[Opening Records supplied section]

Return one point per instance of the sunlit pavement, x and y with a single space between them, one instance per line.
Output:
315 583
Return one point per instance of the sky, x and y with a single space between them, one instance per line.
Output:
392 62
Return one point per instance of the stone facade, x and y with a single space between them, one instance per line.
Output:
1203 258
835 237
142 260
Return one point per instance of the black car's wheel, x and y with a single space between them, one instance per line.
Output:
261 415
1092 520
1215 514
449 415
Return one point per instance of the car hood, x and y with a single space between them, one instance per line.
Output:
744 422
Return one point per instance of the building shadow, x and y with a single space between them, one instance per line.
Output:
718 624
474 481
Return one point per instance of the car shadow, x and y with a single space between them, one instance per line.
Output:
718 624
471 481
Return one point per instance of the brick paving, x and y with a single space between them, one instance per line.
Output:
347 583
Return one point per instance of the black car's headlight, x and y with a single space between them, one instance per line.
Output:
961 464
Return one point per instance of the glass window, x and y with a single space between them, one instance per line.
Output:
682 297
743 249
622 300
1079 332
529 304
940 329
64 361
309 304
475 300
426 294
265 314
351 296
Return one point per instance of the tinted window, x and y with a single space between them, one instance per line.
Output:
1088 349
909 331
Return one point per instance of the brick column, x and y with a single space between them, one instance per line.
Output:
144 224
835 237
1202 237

[Closing Records supplied section]
[Opening Records supplied section]

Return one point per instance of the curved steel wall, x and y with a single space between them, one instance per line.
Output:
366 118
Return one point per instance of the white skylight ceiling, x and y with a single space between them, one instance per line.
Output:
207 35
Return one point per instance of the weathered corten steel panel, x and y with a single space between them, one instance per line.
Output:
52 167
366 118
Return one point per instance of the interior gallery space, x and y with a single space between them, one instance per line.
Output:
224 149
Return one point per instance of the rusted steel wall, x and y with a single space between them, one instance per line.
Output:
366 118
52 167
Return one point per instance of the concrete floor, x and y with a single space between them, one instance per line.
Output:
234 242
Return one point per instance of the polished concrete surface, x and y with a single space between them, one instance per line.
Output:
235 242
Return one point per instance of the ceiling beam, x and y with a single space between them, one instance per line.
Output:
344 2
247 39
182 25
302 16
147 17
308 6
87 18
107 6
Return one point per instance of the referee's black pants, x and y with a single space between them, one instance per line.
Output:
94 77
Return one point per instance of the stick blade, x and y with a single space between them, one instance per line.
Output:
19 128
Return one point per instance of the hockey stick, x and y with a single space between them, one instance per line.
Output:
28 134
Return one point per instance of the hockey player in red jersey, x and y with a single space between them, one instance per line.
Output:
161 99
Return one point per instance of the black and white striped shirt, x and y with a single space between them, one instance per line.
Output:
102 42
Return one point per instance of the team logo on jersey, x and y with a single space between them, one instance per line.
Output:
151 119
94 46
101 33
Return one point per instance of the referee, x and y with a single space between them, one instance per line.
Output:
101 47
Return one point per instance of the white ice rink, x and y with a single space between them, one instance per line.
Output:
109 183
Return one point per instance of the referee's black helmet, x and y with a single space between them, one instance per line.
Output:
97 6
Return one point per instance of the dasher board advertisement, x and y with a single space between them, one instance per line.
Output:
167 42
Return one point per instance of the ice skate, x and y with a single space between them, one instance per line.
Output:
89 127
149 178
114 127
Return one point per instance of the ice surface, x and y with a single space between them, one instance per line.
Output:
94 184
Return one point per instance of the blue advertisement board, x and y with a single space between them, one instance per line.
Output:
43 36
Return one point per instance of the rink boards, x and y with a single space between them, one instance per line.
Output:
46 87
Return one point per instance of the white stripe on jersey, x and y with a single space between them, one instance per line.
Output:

[Closing Records supplied section]

Scan the entries above, and wherever a line holds the string "wall", copy it.

Return one point per instance of the curved steel wall, x and y with a single space between them, one instance per line.
Return one point per instance of the rusted steel wall, x and y with a single space between them, one instance per line.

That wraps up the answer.